→ TASK DESCRIPTION
Report every line of the records below that contains the string "dark", treating uppercase and lowercase letters as different.

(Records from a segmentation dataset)
(begin)
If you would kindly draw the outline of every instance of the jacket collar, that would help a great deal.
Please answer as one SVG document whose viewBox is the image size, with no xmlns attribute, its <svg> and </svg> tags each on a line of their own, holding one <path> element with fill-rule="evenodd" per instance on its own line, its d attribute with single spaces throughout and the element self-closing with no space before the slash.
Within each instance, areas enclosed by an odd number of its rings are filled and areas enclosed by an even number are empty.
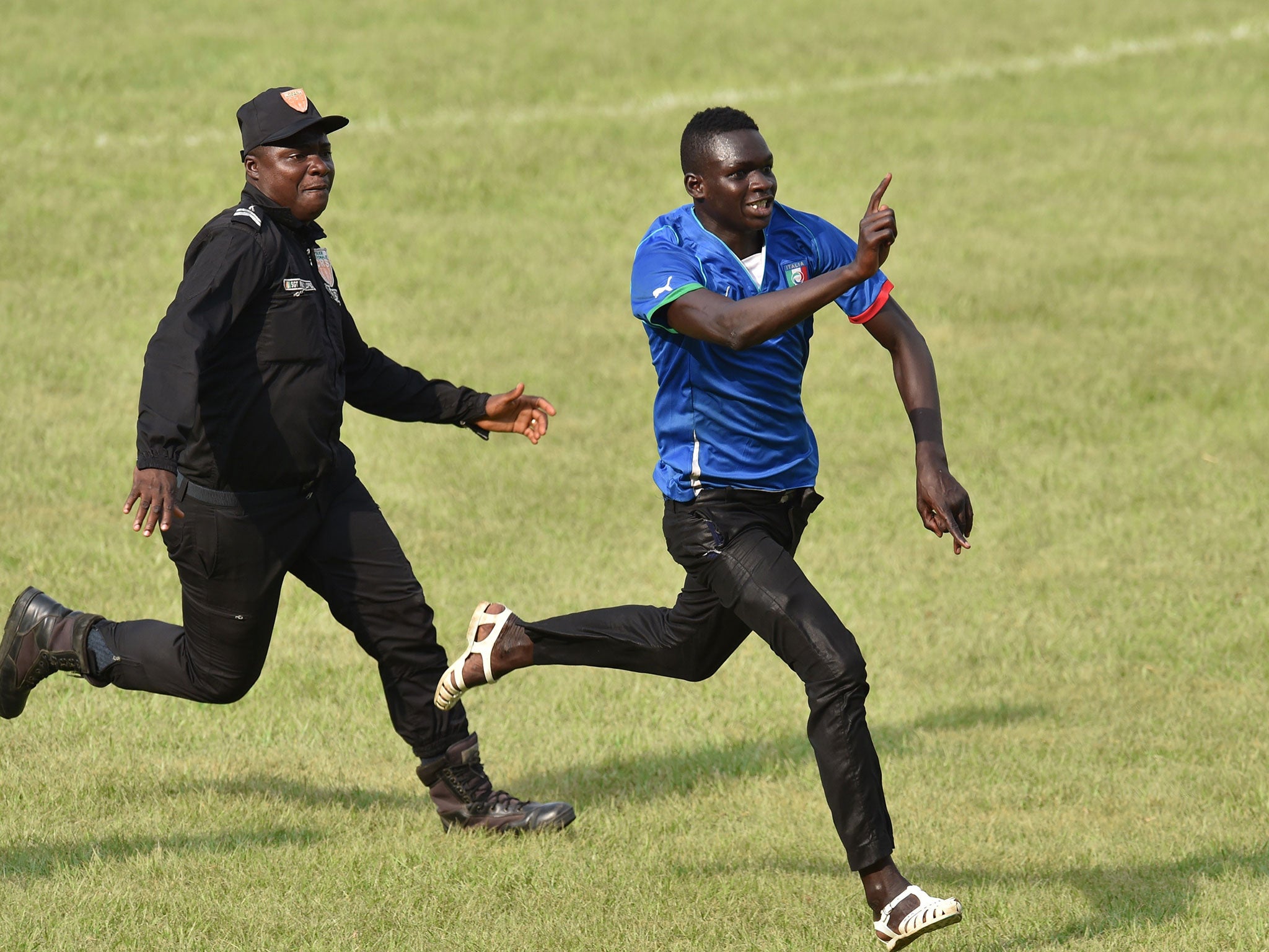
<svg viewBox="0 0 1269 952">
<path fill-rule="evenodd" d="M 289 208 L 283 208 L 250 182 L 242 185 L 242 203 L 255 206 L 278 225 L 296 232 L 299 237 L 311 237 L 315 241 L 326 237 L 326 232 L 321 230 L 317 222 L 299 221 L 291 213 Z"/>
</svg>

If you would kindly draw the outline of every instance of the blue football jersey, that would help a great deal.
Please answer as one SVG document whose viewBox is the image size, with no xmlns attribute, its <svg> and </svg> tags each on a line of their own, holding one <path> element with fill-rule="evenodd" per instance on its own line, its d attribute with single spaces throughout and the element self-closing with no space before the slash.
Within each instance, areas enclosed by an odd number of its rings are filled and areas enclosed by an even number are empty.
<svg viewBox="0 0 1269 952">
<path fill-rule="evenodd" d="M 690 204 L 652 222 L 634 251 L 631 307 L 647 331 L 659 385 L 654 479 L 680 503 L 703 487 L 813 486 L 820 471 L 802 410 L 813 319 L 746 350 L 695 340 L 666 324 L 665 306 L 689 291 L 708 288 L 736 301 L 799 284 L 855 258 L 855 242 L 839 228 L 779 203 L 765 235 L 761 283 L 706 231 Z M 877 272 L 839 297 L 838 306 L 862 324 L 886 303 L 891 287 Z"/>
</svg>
(end)
(begin)
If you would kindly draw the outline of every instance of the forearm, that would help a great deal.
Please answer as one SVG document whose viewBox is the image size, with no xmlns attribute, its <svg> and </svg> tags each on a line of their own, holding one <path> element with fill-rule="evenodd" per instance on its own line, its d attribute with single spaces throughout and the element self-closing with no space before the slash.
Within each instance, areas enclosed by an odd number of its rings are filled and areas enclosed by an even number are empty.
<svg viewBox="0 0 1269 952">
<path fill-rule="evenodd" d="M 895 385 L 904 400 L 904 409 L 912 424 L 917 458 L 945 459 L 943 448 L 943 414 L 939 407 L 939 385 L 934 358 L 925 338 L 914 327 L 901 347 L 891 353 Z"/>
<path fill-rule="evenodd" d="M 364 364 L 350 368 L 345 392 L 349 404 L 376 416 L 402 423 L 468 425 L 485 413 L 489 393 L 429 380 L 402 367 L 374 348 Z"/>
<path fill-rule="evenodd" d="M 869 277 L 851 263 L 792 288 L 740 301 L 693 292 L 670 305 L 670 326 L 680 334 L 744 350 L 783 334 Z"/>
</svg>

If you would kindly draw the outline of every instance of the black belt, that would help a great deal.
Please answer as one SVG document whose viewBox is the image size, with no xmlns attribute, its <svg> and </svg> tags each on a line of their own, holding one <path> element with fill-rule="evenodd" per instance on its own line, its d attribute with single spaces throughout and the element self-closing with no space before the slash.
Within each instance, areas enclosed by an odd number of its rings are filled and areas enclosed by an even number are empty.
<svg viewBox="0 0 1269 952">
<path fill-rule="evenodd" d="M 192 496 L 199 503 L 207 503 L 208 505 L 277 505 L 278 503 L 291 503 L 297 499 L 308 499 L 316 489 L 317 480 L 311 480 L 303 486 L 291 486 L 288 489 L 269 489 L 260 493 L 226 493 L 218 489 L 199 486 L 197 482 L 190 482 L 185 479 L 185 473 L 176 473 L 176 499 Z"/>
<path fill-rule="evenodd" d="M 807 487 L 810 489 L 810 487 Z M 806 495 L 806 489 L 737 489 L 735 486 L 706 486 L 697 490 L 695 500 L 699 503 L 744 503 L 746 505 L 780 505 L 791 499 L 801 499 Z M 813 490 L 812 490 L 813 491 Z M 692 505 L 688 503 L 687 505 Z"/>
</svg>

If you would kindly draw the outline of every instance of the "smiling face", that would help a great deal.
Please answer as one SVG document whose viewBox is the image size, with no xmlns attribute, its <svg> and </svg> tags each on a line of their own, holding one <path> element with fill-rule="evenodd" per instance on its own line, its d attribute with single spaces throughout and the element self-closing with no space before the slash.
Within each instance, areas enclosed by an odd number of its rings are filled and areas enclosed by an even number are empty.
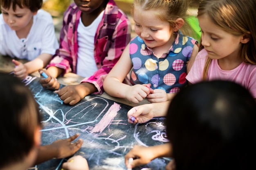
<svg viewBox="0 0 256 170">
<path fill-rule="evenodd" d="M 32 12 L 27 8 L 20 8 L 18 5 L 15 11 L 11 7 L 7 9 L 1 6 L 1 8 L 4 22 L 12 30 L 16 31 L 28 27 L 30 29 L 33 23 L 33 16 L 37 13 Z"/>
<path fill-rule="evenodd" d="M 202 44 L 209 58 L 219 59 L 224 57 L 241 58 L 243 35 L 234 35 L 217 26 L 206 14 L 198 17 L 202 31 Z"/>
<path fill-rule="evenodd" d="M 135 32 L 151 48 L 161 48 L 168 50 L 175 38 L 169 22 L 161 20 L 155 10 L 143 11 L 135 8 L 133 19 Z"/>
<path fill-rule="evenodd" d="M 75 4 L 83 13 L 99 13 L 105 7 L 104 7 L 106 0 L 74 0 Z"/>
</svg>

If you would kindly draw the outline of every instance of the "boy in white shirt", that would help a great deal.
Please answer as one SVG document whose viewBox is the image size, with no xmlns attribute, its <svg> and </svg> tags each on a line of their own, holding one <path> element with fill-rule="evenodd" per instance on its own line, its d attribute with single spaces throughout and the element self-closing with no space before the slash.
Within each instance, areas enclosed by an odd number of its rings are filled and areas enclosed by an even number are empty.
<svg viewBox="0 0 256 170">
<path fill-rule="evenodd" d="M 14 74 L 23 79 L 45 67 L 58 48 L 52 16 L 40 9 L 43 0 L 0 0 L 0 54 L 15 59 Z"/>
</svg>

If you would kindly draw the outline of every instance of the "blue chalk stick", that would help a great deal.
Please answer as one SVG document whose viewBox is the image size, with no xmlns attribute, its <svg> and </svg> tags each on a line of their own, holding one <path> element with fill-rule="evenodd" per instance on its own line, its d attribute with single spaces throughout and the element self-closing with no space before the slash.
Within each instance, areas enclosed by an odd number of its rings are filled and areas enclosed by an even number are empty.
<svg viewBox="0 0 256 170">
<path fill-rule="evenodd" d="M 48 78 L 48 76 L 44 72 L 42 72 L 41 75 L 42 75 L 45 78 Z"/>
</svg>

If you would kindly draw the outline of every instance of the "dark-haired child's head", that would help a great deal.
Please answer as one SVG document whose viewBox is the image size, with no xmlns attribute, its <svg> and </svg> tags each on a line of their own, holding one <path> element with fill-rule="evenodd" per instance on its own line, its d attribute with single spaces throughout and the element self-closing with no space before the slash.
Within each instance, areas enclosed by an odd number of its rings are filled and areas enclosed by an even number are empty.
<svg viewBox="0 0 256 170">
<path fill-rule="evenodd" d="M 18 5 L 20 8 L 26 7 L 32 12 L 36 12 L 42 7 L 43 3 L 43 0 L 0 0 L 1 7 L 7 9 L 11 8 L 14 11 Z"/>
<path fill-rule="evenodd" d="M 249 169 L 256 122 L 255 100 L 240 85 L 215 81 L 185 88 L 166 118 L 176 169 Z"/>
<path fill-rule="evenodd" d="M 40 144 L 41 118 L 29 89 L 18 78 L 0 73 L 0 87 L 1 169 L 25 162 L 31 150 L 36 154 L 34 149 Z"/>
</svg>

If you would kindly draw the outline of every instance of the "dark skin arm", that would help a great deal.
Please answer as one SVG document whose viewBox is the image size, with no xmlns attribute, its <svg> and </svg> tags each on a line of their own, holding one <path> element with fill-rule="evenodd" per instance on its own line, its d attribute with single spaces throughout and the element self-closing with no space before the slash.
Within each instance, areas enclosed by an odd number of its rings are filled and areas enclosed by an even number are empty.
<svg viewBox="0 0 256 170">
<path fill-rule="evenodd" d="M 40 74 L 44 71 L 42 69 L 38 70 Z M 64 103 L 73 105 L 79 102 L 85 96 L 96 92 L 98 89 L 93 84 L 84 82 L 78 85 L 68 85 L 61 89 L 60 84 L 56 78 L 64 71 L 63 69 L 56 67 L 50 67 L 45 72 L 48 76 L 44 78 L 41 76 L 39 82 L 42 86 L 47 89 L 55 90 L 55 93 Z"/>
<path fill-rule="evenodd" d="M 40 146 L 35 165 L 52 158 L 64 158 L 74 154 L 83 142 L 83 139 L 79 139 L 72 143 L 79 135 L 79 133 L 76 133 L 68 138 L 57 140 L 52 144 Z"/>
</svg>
(end)
→ RESPONSE BELOW
If you would kindly draw the outline of every instance of the "dark-haired child's head", that would help a great deal.
If you would kindly draw the outline of every instance of the "dark skin arm", that would help a great deal.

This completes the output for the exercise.